-- Data listing --

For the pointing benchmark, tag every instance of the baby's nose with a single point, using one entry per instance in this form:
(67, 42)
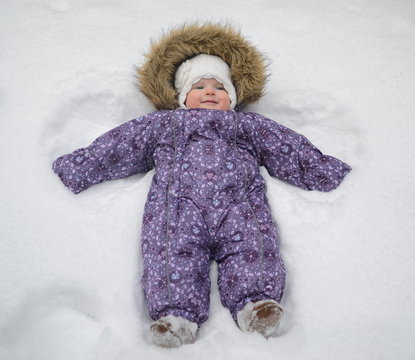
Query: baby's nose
(210, 90)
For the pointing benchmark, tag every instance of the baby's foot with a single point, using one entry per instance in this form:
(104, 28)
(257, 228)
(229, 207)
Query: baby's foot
(262, 316)
(173, 331)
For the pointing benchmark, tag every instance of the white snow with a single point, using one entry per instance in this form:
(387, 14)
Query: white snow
(70, 268)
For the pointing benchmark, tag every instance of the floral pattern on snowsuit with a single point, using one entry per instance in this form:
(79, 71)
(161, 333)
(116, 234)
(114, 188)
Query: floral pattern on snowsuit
(206, 202)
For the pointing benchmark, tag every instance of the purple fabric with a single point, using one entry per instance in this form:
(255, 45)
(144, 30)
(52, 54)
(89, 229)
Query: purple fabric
(206, 202)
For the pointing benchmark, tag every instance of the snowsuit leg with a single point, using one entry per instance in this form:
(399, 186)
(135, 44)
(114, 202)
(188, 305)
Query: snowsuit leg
(176, 262)
(249, 262)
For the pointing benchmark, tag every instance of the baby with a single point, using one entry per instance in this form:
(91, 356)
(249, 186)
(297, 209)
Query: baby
(207, 198)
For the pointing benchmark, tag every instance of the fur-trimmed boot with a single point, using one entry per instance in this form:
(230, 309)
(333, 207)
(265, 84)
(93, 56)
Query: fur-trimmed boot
(173, 331)
(262, 316)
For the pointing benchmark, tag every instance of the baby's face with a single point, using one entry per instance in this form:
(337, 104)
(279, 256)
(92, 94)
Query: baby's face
(208, 94)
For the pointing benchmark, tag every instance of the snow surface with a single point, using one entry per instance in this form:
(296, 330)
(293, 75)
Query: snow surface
(342, 74)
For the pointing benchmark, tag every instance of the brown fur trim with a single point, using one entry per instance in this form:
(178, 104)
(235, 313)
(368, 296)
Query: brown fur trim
(248, 66)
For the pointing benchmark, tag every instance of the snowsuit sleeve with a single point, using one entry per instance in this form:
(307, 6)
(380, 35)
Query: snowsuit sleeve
(291, 157)
(123, 151)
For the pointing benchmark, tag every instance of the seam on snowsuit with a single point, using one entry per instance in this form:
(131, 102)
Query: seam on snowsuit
(173, 122)
(261, 250)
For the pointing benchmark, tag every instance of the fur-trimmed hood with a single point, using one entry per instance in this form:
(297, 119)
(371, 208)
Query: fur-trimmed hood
(156, 75)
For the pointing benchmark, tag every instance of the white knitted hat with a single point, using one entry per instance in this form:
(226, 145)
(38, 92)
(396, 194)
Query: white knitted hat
(203, 66)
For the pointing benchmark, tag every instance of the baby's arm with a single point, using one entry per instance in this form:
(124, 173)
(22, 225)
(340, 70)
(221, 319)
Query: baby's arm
(120, 152)
(291, 157)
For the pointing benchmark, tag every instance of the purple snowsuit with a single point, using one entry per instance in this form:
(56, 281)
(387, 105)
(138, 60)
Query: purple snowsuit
(206, 202)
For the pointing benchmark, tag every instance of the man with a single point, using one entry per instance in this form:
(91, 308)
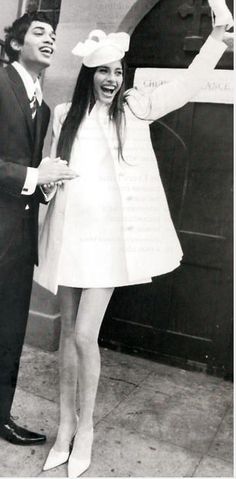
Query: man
(24, 117)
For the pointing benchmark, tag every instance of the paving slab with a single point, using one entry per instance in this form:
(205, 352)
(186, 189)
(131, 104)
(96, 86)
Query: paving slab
(222, 446)
(121, 453)
(152, 420)
(213, 467)
(158, 415)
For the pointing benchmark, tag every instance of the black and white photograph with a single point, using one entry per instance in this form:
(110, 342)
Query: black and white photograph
(116, 238)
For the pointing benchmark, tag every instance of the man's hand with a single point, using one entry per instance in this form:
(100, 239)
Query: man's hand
(53, 171)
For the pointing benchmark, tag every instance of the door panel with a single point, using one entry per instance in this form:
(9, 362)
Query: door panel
(184, 317)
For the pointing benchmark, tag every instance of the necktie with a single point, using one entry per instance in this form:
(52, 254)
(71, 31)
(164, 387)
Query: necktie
(33, 106)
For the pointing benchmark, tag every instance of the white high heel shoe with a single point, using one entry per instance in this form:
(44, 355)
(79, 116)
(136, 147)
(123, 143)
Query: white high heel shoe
(57, 458)
(76, 467)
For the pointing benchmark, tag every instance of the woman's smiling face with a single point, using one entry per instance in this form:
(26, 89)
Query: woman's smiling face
(107, 81)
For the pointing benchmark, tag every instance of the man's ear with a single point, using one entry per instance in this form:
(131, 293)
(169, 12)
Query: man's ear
(15, 45)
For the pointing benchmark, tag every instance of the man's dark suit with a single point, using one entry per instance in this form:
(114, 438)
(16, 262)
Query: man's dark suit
(21, 143)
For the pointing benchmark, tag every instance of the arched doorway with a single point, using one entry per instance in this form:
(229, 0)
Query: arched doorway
(185, 317)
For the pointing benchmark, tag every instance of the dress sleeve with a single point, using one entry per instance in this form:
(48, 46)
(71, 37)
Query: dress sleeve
(175, 94)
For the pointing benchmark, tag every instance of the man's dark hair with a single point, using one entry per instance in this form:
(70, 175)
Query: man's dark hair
(18, 30)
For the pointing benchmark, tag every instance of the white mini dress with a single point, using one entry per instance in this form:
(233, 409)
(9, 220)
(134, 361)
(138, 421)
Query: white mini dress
(111, 226)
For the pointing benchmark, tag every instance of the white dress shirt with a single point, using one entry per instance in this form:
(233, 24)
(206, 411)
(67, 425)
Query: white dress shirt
(32, 88)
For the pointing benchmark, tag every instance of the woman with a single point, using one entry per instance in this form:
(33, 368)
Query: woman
(111, 226)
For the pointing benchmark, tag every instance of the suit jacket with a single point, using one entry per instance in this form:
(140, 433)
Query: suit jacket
(21, 143)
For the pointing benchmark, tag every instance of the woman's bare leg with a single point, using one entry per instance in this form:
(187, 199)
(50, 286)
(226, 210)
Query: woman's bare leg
(69, 299)
(91, 311)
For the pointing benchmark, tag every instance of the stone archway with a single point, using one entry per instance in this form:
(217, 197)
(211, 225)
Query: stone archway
(135, 15)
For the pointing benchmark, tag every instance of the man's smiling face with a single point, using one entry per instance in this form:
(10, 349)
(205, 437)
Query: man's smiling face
(38, 47)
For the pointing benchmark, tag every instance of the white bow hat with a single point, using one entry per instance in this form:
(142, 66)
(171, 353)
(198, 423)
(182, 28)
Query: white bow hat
(100, 48)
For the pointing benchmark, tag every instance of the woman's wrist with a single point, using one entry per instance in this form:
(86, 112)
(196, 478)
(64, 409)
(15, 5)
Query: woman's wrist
(218, 33)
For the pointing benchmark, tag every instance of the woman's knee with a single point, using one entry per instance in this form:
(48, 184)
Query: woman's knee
(86, 340)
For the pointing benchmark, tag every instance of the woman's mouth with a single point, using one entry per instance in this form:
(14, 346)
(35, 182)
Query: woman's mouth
(108, 90)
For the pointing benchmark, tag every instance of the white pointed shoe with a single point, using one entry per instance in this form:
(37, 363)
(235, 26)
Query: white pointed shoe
(76, 467)
(57, 458)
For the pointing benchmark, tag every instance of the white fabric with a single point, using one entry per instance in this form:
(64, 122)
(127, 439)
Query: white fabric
(32, 88)
(112, 226)
(30, 181)
(222, 14)
(100, 48)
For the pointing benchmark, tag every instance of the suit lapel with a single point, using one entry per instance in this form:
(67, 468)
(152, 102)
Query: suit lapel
(22, 98)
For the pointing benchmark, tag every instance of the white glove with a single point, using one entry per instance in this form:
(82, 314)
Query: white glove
(221, 13)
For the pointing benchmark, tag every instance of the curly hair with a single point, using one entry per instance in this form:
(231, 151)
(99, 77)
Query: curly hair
(19, 28)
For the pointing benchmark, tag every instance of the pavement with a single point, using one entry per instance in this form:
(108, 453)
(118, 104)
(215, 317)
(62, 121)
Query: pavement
(151, 420)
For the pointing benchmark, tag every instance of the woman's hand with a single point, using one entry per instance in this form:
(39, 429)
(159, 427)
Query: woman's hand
(222, 14)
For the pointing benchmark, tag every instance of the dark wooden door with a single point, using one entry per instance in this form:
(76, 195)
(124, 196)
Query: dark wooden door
(184, 317)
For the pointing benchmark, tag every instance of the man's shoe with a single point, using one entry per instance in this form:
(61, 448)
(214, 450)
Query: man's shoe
(20, 436)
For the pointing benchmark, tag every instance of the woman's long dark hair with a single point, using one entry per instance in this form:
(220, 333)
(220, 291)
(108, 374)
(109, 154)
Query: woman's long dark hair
(82, 101)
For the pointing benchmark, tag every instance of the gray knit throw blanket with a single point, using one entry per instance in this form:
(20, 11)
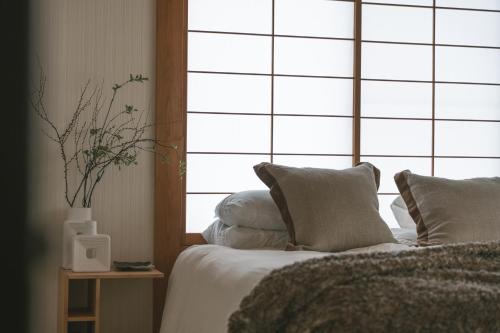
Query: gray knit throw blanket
(453, 288)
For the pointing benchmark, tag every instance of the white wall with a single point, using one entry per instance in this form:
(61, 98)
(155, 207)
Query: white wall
(101, 40)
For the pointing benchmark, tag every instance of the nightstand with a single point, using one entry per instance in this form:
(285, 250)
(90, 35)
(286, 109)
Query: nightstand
(87, 318)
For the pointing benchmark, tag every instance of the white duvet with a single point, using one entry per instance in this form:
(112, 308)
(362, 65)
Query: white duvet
(208, 283)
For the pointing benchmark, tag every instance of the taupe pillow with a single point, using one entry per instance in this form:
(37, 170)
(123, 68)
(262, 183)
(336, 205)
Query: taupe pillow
(327, 210)
(450, 211)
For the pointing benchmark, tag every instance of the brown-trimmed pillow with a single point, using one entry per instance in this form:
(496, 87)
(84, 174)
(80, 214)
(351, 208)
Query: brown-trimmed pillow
(327, 210)
(451, 211)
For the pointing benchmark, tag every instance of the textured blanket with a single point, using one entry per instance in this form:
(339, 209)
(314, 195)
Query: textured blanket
(453, 288)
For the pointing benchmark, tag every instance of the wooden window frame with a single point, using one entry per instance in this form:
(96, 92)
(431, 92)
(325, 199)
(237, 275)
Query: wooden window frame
(170, 237)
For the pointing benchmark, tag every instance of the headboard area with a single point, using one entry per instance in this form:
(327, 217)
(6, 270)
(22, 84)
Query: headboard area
(275, 81)
(170, 236)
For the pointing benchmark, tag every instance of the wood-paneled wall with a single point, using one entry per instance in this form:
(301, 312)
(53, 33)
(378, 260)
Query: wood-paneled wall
(104, 40)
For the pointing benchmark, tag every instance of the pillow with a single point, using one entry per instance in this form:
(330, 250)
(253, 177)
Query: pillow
(405, 236)
(327, 210)
(244, 238)
(449, 211)
(253, 209)
(401, 213)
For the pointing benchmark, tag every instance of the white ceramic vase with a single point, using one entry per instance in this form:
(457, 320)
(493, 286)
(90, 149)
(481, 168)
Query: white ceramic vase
(79, 222)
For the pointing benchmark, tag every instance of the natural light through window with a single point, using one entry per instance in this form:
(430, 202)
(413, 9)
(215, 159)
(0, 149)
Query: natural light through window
(273, 81)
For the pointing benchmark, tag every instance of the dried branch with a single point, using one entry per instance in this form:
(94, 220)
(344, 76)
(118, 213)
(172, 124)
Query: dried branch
(107, 137)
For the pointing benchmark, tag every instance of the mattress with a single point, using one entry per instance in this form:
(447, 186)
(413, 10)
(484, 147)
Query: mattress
(208, 282)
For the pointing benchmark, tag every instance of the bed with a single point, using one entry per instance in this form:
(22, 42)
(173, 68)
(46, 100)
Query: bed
(208, 282)
(388, 287)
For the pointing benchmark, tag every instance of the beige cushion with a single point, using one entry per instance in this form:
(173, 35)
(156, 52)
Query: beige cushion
(327, 210)
(449, 211)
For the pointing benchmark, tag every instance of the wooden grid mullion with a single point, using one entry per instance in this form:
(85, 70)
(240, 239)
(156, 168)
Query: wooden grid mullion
(433, 87)
(272, 84)
(356, 142)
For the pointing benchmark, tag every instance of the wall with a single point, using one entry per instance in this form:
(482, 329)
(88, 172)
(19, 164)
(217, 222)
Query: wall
(103, 40)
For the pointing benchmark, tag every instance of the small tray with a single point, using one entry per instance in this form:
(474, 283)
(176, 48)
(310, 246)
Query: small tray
(133, 265)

-- Exercise prompt --
From the line holding "For the pointing benchmark, tag every instance of the dried" through the last line above, reproduce each line exactly and add nothing.

-- Result for this exercise --
For the pointing benchmark, tag every instance of the dried branch with a single point, using one entry per instance in this form:
(94, 220)
(344, 76)
(118, 213)
(172, 124)
Query: dried branch
(107, 137)
For the pointing benchmark, tag every instance of the mattress with a single point, using one entry per instance in this form:
(447, 186)
(413, 10)
(484, 147)
Query: mattress
(208, 282)
For the pointing benchmark, tag every instance of the bed with a single point, using one entry per instance in this form:
(22, 42)
(173, 68)
(46, 100)
Query: bed
(208, 282)
(388, 287)
For the pointing benchmark, tag every instance of the beige cushion with a single point, using one entry per instance in this form:
(173, 35)
(156, 52)
Query: beige cushion
(327, 210)
(449, 211)
For the pointing benchmark, tag every instance of the wooden grid mullion with a single point, using one entry per instance in this form:
(85, 70)
(240, 239)
(156, 168)
Query: wooden grid mullion
(433, 87)
(272, 84)
(356, 142)
For the pointing benchmark, tag every instance of the wall with a single point, using one entry per instance in this form:
(482, 329)
(88, 172)
(19, 164)
(217, 222)
Query: wall
(103, 40)
For the pointing benchmark, tag every instance of the small tray with a single point, using one entry per instance in this form:
(474, 283)
(176, 48)
(310, 246)
Query: small tray
(133, 265)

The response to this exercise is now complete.